* BEGIN TEXT SECTION *

Hardy Sauter described James Reid the best. “He’s different than different,” the Spokane Chiefs coach said. How much easier can he say your goalie doesn’t fit into the stereotype with left-handed relievers and field-goal kickers?
“Stereotypically you can categorize goalies that way, and too often you’re correct,” Chiefs general manager Tim Speltz said, quick to point out that Reid didn’t fit the mold.
In typical fashion, Reid doesn’t understand the fuss, whether it be about zany goalies or his lack of zaniness.
“I’ve heard that a lot,” he said. “People talk about how crazy (goalies) are. I’ve never really met an absolutely crazy goalie. I don’t know what they’re talking about.”
Reid does have a couple of superstitions, but nothing really outrageous or more noticeable than when he skates from his goal to the right corner during stoppages in play.
Whatever Reid is doing, it would be a good idea not to change anything.
With an amazing November – 10 wins in 11 games, 12 goals against – Reid has moved to the top of Western Hockey League goalies with a league-best 2.09 goals-against average and .927 saves percentage for 18 wins, tied for second in the league.
“I think that’s my best run, for sure,” Reid said. “I started the month with a shutout and I just had a lot of confidence. Everything seemed to go my way.”
Calling it his best run goes back a ways since he started playing goalie as an 8-year-old in Calgary, Alberta, something his father still can’t figure out.
“I played a lot of hockey, but never in goal,” Geoff Reid said. “It’s the craziest thing. Our oldest son was a goalie. I fought him until he was about 13, then I finally gave in. He just loved it and James followed him.
“Scott (now 25) was a really, really strong player, always made all of the top teams in Calgary. That’s probably what hurt the most. Up here, everybody starts out as skater. James did the same thing. Everyone has to take a turn in goal and he just loved it, so did Scott. They couldn’t wait for their turn in goal.

* END TEXT SECTION *

• **WRITTEN EXERCISE 1**
In the records, swap "house roof" for "building roof" in the lines running from the line with "Objective — for every instance of the tree" through the end of the records, and give those lines again with everything else unchanged.
• **WRITTEN EXERCISE 2**
Continue the article about Spokane Chiefs goalie James Reid from the point where it stops.

* BEGIN RECORDS FOR THE TASK *

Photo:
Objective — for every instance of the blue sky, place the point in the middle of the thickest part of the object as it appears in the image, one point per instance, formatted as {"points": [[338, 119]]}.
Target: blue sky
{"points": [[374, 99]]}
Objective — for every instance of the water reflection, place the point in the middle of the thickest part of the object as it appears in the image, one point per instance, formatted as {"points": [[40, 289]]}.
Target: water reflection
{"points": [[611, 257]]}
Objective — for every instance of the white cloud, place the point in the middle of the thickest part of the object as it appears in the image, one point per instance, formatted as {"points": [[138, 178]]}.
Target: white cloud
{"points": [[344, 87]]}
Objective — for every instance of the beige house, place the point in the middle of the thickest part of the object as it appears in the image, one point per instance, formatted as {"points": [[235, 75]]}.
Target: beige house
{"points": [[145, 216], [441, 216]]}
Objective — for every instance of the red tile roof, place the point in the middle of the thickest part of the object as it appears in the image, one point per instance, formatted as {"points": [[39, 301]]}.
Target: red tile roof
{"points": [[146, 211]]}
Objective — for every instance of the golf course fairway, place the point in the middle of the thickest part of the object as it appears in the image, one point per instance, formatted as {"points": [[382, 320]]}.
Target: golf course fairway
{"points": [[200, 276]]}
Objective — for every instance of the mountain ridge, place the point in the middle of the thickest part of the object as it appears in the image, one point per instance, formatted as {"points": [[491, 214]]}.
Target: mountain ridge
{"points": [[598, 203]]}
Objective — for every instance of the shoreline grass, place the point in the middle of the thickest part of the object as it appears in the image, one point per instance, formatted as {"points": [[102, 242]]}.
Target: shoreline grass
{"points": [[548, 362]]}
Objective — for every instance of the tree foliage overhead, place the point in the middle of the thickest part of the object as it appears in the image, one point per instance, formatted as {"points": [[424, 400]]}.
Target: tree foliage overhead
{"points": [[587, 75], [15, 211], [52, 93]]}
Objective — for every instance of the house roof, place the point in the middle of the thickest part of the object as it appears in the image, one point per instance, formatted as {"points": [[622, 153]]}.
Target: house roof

* END RECORDS FOR THE TASK *

• **FINAL RESULT 1**
Objective — for every instance of the tree foliage overhead, place the point in the middle of the thickest part of the object as it appears in the image, one point per instance, formatted as {"points": [[424, 400]]}.
Target: tree foliage overhead
{"points": [[587, 75], [15, 211], [52, 93]]}
Objective — for every instance of the building roof, place the point in the middle of the thickest part of the object as it appears in the image, one point per instance, formatted as {"points": [[622, 153]]}.
Target: building roof

• **FINAL RESULT 2**
“The worst thing is when they tried it they were successful at it. I think everyone dreams that when they try it they let in 10 goals.”
“I think it’s fun,” James said. “I just like being the last man back.”
“The further away from the goalie, the less responsibility there is for goals against,” his father said. “It’s very difficult. There’s a lot of stress on the parents. I have a nice shock of white hair. I think it’s from both my boys being goalies.”
James’ success led to him being drafted by the Everett Silvertips in the 10th round of the 2005 draft. He never made an impression and was released.
“They had a lot of goalies (and) I didn’t have the greatest camp either,” he said.
That only served to motivate him more and he jumped at the chance when the Chiefs came calling.
“We had identified our goaltending as being a weakness,” Speltz said. “We were actively trying to find free-agent goaltenders. That’s how we found Dustin Tokarski and James Reid. A lot of good players have developed because of opportunity. Those guys were pretty good goaltenders that deserved a chance.”
Reid started the 2007-08 season with the Chiefs, who kept him around until November before deciding to stick with two veteran goalies, Tokarski and Kevin Armstrong. After leading his Calgary team to the Junior A playoffs, Reid was back as the third wheel for the Memorial Cup run.
“He had never not been the star goalie of his team,” Geoff Reid said. “We made a lot of drives to Spokane to encourage him.”
Reid returned last season as the backup. While Tokarski was rewriting the Chiefs’ record book, Reid played in just 18 games. It’s a testament to his makeup, as well as the team, that Reid never showed any rust. He won 12 games with a 1.68 goals-against average.
“It was tough,” he said. “I think I was playing only once in every seven or eight games. In practices I had to work extra hard to be ready when I had my chance. I stayed focused, because I knew I had to play when Dustin went to the World Juniors.”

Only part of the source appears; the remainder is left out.